Written problem: Below is a block of records; repeat all of them exactly.

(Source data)
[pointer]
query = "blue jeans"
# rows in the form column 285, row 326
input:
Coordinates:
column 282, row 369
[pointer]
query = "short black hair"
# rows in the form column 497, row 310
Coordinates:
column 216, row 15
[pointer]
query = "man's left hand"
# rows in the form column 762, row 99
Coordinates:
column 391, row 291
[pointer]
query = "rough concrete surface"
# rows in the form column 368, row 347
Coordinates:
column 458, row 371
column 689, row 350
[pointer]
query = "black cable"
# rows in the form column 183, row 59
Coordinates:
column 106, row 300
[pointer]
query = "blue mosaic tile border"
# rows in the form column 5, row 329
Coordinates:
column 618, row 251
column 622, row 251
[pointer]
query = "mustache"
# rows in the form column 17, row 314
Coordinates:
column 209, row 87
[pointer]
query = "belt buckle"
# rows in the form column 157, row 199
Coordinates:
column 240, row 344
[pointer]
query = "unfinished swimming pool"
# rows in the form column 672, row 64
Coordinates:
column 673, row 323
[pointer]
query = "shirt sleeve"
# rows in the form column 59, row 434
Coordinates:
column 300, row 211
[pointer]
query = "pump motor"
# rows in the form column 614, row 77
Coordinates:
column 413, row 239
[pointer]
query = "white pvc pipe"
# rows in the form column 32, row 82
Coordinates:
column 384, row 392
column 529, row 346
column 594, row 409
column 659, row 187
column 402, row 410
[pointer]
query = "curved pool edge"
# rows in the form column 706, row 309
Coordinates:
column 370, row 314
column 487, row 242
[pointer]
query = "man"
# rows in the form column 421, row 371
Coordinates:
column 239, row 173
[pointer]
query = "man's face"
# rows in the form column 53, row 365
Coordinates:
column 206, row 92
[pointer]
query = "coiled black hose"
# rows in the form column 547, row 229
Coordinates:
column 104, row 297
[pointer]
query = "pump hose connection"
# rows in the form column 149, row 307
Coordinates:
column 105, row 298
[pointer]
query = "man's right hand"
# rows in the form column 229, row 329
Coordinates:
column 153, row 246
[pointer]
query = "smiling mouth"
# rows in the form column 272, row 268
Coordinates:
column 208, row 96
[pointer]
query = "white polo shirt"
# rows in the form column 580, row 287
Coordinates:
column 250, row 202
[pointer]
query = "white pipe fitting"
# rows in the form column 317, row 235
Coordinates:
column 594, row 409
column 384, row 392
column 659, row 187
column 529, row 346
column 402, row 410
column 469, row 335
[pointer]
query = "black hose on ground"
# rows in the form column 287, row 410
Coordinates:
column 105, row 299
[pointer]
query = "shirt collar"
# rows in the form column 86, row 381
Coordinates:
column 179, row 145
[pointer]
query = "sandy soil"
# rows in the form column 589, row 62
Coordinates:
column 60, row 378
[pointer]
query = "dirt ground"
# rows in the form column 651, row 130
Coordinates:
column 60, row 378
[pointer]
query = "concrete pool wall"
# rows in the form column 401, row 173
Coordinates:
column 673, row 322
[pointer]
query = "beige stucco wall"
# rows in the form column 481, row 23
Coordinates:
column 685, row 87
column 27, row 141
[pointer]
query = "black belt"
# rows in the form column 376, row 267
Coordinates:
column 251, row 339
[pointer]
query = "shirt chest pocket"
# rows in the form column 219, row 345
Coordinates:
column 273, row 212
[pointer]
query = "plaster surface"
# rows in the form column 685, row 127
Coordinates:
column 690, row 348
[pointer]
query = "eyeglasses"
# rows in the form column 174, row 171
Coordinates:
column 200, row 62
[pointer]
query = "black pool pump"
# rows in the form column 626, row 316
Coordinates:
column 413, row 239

The output:
[pointer]
query = "blue jeans"
# rows in the form column 285, row 326
input:
Coordinates:
column 282, row 369
[pointer]
query = "short black hair"
# rows in the form column 497, row 310
Coordinates:
column 216, row 15
[pointer]
query = "man's left hand"
# rows in the form column 762, row 99
Coordinates:
column 391, row 291
[pointer]
query = "rough concrete surface"
# rows in the form column 368, row 347
Coordinates:
column 458, row 371
column 689, row 350
[pointer]
query = "black cable"
# rows in the form column 183, row 59
Coordinates:
column 106, row 300
[pointer]
query = "blue mosaic tile border"
# rows in the form column 5, row 329
Coordinates:
column 618, row 251
column 622, row 251
[pointer]
query = "mustache"
# rows in the form column 17, row 314
Coordinates:
column 209, row 87
[pointer]
query = "belt buckle"
# rows in the form column 157, row 199
Coordinates:
column 240, row 344
[pointer]
query = "unfinished swimming pool"
# rows in the form column 672, row 64
Coordinates:
column 673, row 323
[pointer]
query = "shirt sleeve"
# rows in the form column 59, row 434
Coordinates:
column 300, row 211
[pointer]
query = "pump motor"
# rows in the form column 614, row 77
Coordinates:
column 413, row 239
[pointer]
query = "white pvc pipe"
# rows in the form column 32, row 82
Coordinates:
column 384, row 392
column 529, row 346
column 594, row 409
column 659, row 187
column 402, row 410
[pointer]
query = "curved pool edge"
# rows in the form column 706, row 309
Coordinates:
column 370, row 314
column 487, row 242
[pointer]
query = "man"
# rows in the form column 421, row 371
Coordinates:
column 239, row 173
[pointer]
query = "man's face"
# rows in the form column 53, row 365
Coordinates:
column 206, row 92
[pointer]
query = "coiled black hose"
# rows in the form column 547, row 229
Coordinates:
column 104, row 297
[pointer]
query = "pump hose connection"
# rows in the form column 149, row 307
Coordinates:
column 105, row 298
[pointer]
query = "man's right hand"
# rows in the form column 229, row 329
Coordinates:
column 153, row 246
[pointer]
query = "smiling mouth"
# rows in the form column 272, row 268
Coordinates:
column 208, row 96
[pointer]
query = "white polo shirt"
# rows in the form column 580, row 287
Coordinates:
column 250, row 202
[pointer]
query = "white pipe fitting"
# rows in the form column 317, row 235
Coordinates:
column 594, row 409
column 384, row 392
column 659, row 187
column 529, row 346
column 402, row 410
column 469, row 335
[pointer]
query = "black hose on ground"
# rows in the form column 287, row 410
Coordinates:
column 105, row 299
[pointer]
query = "shirt collar"
# rows in the form column 86, row 381
Coordinates:
column 179, row 145
[pointer]
query = "sandy soil"
# rows in the form column 589, row 62
Coordinates:
column 60, row 378
[pointer]
query = "dirt ground"
# rows in the form column 651, row 130
Coordinates:
column 60, row 378
[pointer]
query = "concrete pool wall"
# rows in the form column 401, row 173
Coordinates:
column 673, row 322
[pointer]
query = "beige stucco wall"
# rows in the form column 481, row 23
Coordinates:
column 685, row 87
column 27, row 141
[pointer]
query = "black belt"
# rows in the form column 376, row 267
Coordinates:
column 251, row 339
[pointer]
query = "shirt chest pocket"
# rows in the form column 219, row 345
Coordinates:
column 273, row 212
[pointer]
query = "plaster surface"
# rows in the form column 685, row 127
Coordinates:
column 690, row 348
[pointer]
query = "eyeglasses"
# rows in the form column 174, row 171
Coordinates:
column 200, row 62
[pointer]
query = "black pool pump"
# rows in the form column 626, row 316
Coordinates:
column 413, row 239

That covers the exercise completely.